* **What you have to do**: For every line in the records that has the word "glass", make a copy.

* **Provided records**:
%%
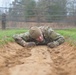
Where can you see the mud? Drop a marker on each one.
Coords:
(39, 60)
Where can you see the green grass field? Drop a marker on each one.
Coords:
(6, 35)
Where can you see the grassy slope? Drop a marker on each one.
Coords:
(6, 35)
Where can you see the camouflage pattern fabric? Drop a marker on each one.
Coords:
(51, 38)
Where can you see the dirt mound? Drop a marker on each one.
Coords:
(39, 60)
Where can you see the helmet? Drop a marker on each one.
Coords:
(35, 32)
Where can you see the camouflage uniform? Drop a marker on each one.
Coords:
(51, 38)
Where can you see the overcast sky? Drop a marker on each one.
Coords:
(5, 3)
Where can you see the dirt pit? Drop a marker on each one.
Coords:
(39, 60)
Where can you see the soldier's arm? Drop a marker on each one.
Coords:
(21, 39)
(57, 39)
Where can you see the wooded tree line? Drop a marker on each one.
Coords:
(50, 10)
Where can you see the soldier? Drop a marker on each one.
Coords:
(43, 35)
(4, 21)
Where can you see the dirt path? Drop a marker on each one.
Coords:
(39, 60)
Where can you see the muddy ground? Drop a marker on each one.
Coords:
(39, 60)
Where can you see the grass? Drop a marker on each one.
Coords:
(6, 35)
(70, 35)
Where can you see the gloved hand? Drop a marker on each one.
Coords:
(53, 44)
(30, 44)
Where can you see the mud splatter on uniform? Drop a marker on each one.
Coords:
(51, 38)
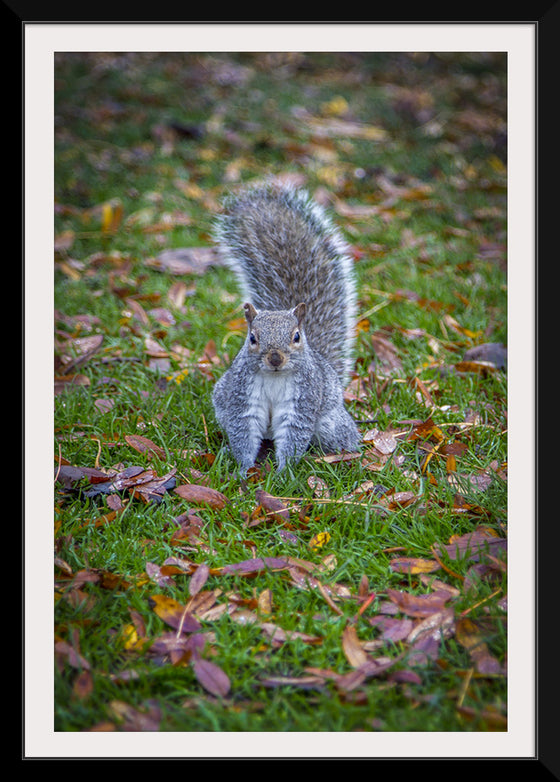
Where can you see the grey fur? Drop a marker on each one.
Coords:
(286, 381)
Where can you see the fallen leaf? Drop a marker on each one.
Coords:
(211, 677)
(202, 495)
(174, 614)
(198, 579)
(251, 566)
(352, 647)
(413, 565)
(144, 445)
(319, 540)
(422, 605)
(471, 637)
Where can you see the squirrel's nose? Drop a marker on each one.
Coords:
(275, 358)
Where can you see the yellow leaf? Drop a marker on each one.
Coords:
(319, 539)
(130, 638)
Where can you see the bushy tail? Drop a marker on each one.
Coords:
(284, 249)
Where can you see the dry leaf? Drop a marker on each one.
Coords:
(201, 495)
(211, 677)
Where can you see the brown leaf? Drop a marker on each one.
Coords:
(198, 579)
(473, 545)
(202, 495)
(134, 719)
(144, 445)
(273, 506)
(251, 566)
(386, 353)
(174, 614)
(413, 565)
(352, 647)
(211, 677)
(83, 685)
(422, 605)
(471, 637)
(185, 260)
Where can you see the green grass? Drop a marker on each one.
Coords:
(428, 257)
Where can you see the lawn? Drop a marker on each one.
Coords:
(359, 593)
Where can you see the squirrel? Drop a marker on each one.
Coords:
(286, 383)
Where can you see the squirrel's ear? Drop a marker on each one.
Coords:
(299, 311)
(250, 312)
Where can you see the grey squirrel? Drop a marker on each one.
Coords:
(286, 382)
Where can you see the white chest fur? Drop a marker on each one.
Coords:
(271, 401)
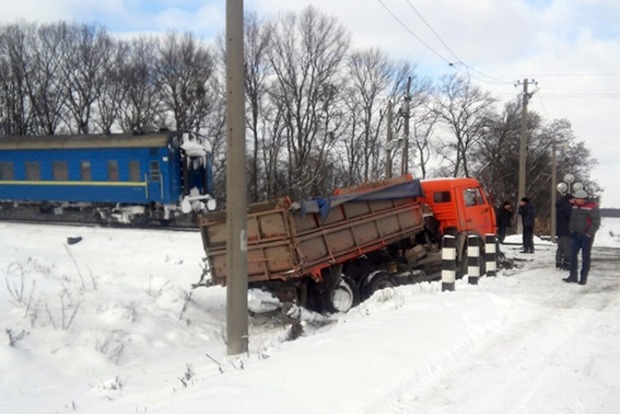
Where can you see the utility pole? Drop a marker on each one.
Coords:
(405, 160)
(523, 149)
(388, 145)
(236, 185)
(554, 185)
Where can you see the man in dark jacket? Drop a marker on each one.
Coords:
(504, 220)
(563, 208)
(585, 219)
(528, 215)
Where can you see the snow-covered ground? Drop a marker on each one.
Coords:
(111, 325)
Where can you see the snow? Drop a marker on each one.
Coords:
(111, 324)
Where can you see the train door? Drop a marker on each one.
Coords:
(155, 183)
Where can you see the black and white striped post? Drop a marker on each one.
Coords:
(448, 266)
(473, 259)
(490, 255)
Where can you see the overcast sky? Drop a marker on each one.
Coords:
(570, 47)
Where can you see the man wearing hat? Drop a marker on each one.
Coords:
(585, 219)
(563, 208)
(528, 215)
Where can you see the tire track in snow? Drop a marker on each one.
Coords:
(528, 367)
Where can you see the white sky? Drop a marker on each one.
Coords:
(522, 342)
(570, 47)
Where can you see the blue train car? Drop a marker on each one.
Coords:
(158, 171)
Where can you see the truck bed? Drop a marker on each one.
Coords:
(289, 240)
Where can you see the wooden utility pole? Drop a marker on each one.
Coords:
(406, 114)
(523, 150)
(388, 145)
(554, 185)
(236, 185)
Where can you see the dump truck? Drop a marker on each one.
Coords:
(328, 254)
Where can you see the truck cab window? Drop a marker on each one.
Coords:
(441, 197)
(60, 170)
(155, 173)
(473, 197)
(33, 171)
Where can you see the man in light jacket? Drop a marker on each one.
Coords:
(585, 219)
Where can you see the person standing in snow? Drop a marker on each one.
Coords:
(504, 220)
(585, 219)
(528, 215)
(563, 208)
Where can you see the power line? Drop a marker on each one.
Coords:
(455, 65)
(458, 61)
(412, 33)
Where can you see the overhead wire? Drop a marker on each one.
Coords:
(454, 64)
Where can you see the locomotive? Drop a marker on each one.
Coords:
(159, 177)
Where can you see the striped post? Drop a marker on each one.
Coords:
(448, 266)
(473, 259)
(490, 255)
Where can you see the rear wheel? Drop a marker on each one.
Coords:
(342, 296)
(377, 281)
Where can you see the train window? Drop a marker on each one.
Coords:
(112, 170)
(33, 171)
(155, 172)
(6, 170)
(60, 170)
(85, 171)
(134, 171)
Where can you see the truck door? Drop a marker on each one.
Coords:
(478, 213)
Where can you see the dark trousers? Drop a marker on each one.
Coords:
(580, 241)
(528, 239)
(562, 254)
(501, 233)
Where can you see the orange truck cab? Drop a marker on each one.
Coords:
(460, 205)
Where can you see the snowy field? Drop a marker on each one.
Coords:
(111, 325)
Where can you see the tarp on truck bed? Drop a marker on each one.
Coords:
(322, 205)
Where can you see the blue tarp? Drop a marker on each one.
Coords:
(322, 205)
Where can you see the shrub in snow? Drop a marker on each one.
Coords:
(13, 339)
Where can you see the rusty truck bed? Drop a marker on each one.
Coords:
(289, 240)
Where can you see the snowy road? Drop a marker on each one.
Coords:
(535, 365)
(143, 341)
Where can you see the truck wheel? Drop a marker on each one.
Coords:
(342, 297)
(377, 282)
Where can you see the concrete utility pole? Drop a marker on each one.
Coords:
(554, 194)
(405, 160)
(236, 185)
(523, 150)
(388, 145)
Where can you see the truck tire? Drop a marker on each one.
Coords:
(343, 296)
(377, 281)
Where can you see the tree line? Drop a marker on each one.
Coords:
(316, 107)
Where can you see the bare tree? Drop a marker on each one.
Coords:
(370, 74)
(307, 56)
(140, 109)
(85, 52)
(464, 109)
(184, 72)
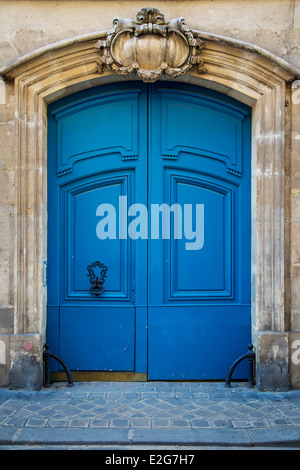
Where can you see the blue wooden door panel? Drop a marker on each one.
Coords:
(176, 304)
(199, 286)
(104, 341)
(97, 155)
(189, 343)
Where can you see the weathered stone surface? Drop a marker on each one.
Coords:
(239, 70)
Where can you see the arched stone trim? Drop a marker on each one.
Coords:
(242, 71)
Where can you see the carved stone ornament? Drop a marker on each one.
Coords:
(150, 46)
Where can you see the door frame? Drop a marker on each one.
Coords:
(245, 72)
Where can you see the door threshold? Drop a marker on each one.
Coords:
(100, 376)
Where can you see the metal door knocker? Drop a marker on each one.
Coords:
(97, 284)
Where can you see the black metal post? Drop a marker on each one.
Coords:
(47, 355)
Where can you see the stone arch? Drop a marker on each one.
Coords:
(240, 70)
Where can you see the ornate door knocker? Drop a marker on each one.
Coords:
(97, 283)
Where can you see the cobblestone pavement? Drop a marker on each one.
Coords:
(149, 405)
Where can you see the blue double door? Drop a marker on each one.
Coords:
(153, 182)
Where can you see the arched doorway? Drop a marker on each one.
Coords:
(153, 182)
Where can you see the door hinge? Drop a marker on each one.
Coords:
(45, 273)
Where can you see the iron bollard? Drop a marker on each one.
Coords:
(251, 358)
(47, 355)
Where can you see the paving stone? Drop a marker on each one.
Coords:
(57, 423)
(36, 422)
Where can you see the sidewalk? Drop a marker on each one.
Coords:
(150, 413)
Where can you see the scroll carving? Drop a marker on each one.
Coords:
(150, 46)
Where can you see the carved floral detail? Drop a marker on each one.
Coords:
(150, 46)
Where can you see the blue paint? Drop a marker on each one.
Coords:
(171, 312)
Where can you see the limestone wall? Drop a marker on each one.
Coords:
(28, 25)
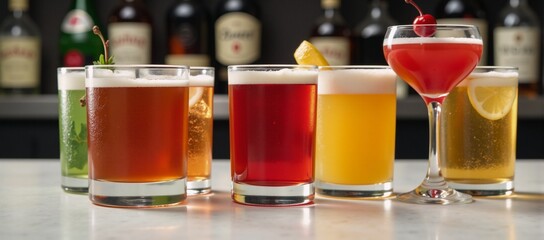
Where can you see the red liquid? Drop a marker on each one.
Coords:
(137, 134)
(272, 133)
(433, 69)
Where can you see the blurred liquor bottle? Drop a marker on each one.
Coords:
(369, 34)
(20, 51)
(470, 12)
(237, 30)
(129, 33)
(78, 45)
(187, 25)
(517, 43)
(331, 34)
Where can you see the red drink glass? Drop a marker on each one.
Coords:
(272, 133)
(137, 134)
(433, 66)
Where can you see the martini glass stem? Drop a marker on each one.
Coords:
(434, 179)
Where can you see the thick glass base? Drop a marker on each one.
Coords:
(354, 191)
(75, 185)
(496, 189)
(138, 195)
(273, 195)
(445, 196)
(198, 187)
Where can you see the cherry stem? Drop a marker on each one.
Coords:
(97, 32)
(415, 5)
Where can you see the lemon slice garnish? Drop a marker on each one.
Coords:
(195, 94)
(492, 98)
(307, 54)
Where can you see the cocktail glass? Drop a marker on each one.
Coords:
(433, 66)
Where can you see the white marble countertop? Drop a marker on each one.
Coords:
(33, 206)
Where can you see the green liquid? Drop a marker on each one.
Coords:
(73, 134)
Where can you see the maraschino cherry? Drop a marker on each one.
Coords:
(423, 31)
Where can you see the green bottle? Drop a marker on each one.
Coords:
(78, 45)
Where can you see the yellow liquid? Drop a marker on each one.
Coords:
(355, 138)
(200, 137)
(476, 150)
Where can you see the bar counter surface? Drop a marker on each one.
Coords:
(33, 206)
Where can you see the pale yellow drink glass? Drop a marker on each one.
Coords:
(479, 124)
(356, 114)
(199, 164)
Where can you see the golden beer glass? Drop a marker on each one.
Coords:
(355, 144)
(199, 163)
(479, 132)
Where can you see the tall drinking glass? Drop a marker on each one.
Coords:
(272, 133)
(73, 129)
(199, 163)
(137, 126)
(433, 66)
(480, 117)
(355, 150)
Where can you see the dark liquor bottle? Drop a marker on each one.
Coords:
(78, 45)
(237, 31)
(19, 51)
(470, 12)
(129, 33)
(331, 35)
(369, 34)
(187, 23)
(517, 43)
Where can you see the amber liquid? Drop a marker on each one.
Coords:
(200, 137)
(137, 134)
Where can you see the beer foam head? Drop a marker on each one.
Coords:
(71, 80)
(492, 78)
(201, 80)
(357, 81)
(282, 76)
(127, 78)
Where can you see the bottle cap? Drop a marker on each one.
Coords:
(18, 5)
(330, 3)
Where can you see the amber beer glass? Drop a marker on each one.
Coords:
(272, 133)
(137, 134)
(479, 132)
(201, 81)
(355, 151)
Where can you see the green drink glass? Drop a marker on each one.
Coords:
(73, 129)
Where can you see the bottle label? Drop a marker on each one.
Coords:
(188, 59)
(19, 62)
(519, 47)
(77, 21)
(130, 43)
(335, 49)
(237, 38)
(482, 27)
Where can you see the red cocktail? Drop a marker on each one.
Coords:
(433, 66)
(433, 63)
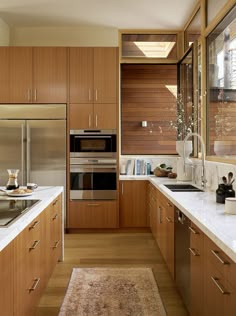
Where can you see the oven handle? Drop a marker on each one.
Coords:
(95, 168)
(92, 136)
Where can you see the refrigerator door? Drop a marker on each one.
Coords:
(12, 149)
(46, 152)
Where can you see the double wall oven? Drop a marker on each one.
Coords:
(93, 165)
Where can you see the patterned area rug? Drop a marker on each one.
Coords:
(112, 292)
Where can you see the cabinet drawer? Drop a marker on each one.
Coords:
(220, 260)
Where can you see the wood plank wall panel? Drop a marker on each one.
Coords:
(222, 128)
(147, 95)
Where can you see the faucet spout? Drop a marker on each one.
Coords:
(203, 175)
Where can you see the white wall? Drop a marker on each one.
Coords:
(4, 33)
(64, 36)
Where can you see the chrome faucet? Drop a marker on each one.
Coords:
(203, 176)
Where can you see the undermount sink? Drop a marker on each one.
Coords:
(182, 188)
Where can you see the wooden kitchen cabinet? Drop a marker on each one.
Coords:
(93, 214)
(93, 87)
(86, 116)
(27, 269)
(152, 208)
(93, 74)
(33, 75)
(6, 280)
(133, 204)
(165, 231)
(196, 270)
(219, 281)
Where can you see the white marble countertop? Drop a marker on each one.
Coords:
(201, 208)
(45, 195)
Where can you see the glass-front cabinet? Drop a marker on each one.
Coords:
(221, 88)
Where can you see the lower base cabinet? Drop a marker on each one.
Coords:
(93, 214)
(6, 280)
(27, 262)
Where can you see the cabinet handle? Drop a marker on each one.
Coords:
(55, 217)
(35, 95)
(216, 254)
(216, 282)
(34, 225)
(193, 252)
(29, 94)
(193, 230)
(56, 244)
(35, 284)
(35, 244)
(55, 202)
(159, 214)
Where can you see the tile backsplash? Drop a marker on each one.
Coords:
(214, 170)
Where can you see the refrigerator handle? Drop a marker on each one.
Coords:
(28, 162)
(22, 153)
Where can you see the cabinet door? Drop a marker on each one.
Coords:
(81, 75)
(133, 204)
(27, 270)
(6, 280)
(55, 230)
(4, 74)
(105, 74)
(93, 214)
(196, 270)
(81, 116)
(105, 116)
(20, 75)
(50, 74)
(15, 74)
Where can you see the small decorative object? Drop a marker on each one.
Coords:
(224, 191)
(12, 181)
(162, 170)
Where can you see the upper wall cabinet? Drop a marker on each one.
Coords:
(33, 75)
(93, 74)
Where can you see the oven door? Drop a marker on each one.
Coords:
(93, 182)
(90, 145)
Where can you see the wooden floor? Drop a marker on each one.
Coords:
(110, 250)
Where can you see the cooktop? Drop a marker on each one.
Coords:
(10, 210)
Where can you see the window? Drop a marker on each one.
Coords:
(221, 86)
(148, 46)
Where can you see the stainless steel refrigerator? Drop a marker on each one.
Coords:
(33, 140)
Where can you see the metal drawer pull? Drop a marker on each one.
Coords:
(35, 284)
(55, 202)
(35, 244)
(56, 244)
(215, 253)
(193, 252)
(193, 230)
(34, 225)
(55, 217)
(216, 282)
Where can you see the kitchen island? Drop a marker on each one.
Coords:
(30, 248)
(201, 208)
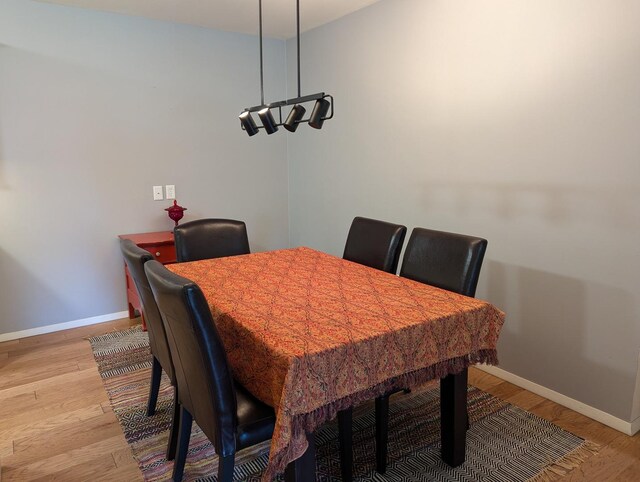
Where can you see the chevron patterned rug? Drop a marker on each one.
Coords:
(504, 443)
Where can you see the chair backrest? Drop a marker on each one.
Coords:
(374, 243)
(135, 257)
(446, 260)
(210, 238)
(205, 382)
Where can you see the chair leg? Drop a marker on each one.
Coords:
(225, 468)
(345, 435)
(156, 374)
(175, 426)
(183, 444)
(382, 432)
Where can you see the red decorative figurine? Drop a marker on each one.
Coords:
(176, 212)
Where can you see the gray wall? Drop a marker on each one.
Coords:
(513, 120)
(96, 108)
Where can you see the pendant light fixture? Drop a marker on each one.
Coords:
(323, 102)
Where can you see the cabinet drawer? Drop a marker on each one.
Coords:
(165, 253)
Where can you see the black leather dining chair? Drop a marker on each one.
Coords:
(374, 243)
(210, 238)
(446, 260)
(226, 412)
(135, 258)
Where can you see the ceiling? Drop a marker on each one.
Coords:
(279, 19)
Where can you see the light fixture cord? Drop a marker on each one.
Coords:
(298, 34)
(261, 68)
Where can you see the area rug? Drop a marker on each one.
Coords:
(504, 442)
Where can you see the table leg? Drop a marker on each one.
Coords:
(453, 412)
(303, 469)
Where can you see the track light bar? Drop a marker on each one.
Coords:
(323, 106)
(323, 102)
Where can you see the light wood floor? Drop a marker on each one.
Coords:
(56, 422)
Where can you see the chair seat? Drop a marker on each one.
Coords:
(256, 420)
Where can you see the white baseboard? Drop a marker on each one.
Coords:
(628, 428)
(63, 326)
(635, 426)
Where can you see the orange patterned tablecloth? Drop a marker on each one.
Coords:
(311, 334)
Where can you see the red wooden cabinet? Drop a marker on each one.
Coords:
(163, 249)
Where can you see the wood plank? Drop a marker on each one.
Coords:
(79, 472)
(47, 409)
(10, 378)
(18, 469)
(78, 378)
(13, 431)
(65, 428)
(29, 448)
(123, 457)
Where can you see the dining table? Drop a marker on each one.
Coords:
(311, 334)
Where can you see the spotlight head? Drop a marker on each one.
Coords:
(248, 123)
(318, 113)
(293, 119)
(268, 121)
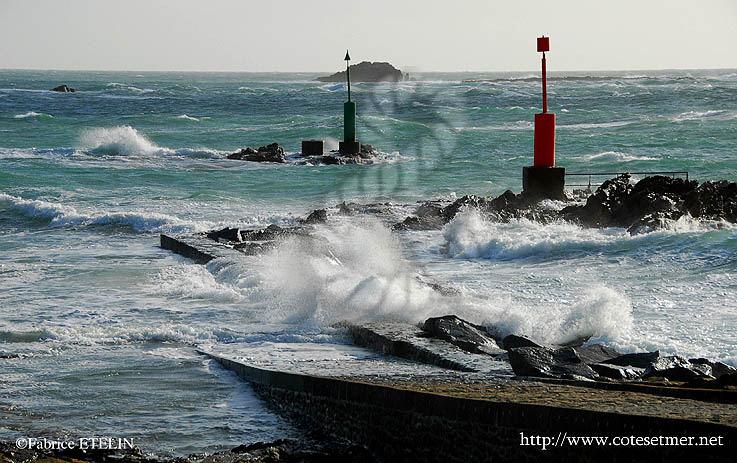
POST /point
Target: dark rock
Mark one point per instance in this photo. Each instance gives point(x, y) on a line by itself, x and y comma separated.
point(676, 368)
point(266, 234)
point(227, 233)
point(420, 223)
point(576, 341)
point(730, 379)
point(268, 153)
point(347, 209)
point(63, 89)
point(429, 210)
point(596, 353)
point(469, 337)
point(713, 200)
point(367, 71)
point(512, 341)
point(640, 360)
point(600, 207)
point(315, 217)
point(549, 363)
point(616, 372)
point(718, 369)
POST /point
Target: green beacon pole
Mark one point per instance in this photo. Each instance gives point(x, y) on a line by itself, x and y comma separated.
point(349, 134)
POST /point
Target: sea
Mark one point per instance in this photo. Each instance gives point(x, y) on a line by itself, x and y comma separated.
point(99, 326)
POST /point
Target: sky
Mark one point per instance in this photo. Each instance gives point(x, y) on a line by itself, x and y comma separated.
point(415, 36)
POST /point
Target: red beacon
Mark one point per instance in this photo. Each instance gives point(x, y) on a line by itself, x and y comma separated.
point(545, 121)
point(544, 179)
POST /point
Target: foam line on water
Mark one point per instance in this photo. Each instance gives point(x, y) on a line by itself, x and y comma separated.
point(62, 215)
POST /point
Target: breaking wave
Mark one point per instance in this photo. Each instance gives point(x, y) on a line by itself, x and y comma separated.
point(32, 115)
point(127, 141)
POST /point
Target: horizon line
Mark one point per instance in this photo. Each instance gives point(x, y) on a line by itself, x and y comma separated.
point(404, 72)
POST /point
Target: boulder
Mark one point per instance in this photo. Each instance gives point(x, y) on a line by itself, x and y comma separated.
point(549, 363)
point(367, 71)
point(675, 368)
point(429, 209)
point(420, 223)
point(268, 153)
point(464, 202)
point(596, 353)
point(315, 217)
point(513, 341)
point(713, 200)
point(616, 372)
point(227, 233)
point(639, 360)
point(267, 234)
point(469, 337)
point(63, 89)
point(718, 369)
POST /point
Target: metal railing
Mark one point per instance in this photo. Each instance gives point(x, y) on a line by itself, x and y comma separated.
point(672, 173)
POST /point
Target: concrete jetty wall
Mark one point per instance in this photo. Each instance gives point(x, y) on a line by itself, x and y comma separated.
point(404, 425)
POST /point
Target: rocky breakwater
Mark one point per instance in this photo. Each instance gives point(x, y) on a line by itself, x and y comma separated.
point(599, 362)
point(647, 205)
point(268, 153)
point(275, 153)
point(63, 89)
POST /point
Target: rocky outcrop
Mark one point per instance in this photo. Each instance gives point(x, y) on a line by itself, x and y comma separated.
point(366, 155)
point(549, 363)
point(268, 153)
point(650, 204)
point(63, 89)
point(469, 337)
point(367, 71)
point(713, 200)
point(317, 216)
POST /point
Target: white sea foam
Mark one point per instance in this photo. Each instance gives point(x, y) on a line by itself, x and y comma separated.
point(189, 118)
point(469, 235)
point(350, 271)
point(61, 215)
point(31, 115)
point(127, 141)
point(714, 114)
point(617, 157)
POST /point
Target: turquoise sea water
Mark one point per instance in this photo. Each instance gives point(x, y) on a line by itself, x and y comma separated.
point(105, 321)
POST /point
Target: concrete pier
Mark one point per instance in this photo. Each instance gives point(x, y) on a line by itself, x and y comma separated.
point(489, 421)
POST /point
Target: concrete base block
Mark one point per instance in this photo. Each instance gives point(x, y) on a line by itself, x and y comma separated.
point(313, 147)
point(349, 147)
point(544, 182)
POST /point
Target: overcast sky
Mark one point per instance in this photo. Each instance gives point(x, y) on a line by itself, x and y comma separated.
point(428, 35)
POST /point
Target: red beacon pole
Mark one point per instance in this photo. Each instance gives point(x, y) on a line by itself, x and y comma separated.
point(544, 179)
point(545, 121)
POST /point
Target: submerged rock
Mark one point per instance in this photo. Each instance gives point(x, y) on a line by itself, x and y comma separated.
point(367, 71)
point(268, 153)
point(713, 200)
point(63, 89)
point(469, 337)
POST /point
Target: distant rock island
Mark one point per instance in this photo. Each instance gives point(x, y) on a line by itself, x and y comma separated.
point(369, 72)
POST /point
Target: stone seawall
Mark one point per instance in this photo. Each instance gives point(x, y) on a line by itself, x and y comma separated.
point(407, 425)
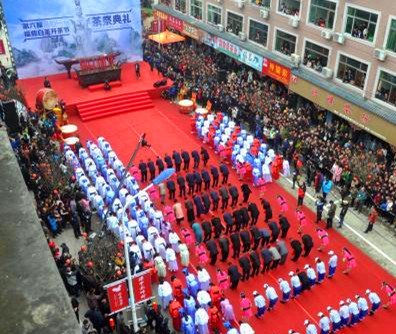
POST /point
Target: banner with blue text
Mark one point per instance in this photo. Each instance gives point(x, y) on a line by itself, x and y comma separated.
%%
* **Output for this exercise**:
Where can you see the red drink glass? Drop a marker on each one.
Where can you see the martini glass stem? Drop a marker on each one.
Where can you see the thick glass base? Drop a marker on each one.
Where can you see the cocktail glass? Drop a marker on each one.
Where can you see the pale yellow drink glass? Drop a marker on each one.
Where can you see the golden beer glass? Drop a marker on each one.
Where can you see the tall drinking glass? Drop a marker on each one.
Where can you see the amber beer glass? Drop a marker on each one.
Where can you see the green drink glass? Drop a marker on each one.
Where can you see the glass-front cabinet? Drop a marker on each one.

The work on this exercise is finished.